* Stated exercise:
Retype the lines below, from the line containing "the white baby" through the line containing "[[41, 132]]", without changing anything.

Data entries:
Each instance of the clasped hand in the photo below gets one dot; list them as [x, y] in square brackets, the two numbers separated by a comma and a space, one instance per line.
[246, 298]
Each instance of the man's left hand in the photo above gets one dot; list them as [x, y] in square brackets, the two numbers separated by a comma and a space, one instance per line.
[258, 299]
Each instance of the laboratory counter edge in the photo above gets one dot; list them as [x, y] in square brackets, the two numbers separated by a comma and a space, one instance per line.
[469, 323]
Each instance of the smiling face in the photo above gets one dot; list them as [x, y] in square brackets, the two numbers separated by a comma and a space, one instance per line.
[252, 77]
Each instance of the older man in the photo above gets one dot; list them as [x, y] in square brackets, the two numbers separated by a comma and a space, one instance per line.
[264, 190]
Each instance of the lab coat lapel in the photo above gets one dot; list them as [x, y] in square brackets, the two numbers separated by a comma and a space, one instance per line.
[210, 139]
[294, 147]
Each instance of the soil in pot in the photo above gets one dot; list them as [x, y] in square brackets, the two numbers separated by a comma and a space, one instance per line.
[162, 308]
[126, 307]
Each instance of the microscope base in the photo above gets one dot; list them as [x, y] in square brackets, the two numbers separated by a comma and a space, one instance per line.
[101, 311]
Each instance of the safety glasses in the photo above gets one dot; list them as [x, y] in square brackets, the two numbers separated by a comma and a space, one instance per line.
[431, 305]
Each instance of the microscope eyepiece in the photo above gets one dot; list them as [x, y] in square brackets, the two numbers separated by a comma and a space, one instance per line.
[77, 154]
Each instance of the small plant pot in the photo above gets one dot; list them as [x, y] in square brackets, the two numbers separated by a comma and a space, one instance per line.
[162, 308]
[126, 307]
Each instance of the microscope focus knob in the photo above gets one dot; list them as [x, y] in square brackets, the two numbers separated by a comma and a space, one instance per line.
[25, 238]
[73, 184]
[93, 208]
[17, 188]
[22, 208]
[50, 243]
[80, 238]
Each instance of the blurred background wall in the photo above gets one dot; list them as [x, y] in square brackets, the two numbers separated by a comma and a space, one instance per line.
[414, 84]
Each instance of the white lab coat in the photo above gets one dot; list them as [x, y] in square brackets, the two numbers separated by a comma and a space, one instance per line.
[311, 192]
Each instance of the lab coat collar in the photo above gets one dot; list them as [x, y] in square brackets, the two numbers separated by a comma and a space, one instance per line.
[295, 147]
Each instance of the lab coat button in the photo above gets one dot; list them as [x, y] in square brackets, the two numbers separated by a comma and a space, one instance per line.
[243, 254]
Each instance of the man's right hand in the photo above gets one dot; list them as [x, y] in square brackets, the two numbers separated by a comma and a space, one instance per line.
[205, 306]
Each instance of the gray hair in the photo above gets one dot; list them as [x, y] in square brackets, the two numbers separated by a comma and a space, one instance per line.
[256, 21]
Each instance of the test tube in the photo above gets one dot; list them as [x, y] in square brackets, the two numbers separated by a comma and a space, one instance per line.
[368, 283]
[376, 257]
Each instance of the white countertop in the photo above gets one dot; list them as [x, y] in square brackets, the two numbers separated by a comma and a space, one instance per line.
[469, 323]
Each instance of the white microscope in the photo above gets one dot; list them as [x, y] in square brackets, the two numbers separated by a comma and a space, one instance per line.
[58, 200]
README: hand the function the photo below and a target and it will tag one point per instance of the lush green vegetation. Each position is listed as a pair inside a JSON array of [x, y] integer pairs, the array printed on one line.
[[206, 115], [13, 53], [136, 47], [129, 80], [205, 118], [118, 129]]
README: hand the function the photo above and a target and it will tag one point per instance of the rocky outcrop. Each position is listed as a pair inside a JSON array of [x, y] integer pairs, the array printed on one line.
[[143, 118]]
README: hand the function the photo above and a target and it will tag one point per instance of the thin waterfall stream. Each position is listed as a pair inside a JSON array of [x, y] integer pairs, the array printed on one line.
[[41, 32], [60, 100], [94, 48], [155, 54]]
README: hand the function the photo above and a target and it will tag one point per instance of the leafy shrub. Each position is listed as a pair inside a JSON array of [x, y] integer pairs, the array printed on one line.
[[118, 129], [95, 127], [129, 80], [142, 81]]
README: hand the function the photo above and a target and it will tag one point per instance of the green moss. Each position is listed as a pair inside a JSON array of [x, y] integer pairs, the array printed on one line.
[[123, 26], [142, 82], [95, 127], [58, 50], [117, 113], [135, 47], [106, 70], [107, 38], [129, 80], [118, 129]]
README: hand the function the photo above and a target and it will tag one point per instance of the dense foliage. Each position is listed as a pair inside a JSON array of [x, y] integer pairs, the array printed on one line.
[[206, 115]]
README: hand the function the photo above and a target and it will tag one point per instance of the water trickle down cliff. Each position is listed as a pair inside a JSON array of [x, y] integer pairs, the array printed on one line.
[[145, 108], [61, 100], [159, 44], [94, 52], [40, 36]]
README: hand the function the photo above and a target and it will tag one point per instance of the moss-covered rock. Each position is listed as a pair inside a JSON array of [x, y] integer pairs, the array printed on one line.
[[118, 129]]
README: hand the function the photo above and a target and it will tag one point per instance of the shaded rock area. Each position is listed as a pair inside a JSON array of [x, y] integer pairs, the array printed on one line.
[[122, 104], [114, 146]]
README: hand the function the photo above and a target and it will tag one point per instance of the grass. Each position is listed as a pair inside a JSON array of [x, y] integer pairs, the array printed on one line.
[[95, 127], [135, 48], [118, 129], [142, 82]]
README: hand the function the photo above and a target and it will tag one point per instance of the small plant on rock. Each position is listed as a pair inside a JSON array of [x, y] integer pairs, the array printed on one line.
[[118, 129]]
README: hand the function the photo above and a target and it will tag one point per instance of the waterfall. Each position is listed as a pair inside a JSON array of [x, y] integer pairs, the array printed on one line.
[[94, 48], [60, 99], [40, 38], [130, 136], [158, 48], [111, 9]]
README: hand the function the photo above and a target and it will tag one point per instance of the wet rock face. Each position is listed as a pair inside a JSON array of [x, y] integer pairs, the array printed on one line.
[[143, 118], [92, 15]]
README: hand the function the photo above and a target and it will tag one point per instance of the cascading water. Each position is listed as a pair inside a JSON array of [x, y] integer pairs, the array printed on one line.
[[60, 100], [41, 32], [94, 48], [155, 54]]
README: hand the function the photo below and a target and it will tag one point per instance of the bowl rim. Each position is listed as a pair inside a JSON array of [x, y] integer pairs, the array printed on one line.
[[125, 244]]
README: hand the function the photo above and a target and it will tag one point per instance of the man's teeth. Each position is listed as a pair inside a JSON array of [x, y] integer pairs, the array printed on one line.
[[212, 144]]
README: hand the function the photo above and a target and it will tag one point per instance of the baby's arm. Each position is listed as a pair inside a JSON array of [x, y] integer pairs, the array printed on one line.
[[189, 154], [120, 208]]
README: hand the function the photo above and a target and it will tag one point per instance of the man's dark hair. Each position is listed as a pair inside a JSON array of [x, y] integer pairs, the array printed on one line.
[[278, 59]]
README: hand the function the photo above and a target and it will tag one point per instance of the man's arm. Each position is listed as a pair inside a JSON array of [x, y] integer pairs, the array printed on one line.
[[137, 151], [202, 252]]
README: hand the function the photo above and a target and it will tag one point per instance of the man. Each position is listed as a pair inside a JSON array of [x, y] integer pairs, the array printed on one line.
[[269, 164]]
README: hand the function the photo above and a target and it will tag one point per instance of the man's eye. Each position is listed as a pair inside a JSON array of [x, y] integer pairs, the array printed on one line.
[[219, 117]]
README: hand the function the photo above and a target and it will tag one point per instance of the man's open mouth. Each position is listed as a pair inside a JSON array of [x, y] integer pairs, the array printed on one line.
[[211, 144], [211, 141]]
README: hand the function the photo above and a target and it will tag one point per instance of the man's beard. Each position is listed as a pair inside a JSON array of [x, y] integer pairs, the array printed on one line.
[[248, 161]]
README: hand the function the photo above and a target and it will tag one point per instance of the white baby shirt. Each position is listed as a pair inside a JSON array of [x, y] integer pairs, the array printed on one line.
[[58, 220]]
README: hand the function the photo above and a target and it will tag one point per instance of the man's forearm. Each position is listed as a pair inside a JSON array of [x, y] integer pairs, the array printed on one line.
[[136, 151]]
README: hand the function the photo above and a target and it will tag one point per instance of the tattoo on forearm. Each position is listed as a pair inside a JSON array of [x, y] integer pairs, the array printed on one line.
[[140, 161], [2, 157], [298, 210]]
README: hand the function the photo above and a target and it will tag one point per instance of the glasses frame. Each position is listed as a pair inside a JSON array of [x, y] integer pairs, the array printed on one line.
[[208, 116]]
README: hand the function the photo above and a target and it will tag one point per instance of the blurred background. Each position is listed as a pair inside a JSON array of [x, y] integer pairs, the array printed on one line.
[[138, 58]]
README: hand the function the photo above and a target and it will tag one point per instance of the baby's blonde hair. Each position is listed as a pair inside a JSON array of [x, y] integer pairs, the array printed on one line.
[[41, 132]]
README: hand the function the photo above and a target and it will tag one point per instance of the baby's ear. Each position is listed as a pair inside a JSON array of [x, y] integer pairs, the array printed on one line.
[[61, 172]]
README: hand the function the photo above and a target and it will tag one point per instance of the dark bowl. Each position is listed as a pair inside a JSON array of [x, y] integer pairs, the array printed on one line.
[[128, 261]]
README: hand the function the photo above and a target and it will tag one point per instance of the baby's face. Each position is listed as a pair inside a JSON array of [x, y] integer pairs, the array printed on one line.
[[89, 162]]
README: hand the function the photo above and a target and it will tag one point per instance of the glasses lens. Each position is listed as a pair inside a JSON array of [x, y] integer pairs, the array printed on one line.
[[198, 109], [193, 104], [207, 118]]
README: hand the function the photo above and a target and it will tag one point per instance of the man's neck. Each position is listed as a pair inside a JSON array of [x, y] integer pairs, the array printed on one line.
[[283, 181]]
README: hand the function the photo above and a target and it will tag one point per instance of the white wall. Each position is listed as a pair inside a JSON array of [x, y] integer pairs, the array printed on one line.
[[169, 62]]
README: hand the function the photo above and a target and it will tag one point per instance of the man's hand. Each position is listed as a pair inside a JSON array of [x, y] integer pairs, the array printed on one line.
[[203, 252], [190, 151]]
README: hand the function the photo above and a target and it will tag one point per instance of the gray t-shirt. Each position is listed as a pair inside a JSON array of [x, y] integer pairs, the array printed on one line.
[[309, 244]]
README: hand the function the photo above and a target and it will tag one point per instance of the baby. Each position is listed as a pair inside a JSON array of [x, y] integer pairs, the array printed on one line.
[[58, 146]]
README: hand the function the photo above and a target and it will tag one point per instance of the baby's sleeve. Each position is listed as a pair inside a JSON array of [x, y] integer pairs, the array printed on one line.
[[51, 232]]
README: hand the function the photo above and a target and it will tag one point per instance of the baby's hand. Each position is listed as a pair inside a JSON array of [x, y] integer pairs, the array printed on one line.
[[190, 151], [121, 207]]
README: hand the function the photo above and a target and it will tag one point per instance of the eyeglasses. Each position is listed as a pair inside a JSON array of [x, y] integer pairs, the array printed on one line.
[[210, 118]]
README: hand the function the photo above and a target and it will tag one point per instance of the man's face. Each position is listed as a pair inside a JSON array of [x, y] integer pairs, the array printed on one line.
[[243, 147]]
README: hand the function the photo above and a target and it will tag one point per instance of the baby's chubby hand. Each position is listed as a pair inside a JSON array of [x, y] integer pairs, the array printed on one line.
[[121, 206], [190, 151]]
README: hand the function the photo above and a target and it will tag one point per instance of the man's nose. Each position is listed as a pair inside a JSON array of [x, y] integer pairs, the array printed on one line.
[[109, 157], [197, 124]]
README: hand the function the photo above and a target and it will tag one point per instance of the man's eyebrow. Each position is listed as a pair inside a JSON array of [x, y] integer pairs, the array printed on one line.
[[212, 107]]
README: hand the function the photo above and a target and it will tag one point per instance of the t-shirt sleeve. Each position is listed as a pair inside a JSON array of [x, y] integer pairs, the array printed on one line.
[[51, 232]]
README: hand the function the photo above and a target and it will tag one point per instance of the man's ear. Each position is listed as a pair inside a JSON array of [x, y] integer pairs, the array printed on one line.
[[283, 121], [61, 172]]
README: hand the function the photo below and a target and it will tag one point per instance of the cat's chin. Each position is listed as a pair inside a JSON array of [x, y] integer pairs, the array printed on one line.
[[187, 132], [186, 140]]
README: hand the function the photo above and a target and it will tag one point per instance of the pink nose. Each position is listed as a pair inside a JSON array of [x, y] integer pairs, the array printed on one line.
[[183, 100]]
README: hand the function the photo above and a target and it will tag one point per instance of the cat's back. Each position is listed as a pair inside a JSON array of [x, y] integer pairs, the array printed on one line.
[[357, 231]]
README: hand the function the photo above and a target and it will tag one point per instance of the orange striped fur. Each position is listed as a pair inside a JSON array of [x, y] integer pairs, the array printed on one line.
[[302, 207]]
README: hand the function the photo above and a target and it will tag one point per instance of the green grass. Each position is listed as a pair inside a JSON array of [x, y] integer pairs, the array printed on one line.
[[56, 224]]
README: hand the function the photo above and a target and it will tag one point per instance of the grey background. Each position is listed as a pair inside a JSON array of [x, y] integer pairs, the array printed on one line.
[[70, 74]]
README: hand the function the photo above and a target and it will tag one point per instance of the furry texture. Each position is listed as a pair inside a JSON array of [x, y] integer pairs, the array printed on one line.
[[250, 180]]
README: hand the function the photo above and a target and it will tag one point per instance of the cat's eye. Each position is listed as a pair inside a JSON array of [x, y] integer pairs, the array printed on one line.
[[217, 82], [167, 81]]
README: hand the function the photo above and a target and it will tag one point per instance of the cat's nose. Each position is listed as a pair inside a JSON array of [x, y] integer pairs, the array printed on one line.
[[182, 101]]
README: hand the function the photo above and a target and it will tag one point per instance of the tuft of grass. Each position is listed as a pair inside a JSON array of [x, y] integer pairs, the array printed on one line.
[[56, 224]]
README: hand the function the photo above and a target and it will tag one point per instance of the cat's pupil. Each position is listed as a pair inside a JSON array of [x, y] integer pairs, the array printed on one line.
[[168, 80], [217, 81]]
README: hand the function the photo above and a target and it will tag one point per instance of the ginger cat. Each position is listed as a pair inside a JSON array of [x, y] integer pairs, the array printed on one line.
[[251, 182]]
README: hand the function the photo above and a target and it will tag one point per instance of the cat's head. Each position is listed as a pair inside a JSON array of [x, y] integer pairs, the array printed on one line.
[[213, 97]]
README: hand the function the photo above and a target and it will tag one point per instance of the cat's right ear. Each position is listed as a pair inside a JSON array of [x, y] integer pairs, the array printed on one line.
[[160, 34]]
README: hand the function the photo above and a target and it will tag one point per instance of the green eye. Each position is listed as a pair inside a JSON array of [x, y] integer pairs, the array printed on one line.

* Completed task:
README: hand the function the photo above and a target and it will tag one point per instance of the white baby shirt. Each position is listed as a pair inside a JSON array of [x, y] integer pairs, the array printed on one line.
[[58, 220]]
README: hand the function the photo above and a target and it will tag one point per instance of the man's forearm. Each position is listed as a pair inside a JSON array of [x, y] integer pairs, the array printed on one line.
[[136, 151]]
README: hand the function the photo above and a target and it will tag one point per instance of the tattoo on forearm. Each position is listed as a pair inside a JSON array of [x, y] integer pairs, the array printed on one line.
[[140, 161], [2, 157], [298, 210]]
README: hand the function the photo above and a target and it will tag one point per instance of the glasses frame. Each position is listed as a pair inside a JSON array of [x, y] integer pairs, the array printed on one line.
[[208, 116]]
README: hand the function the photo above and a target and it will tag one point per instance of the blurred background. Each position is listed as a pair inside a JSON array of [x, y] integer pairs, the array printed on one line.
[[138, 58]]
README: hand the function the photo above and a target and it will tag one point per instance of the baby's blonde hair. Each position is listed as a pair inside a JSON array of [x, y] integer pairs, the array printed on one line.
[[41, 132]]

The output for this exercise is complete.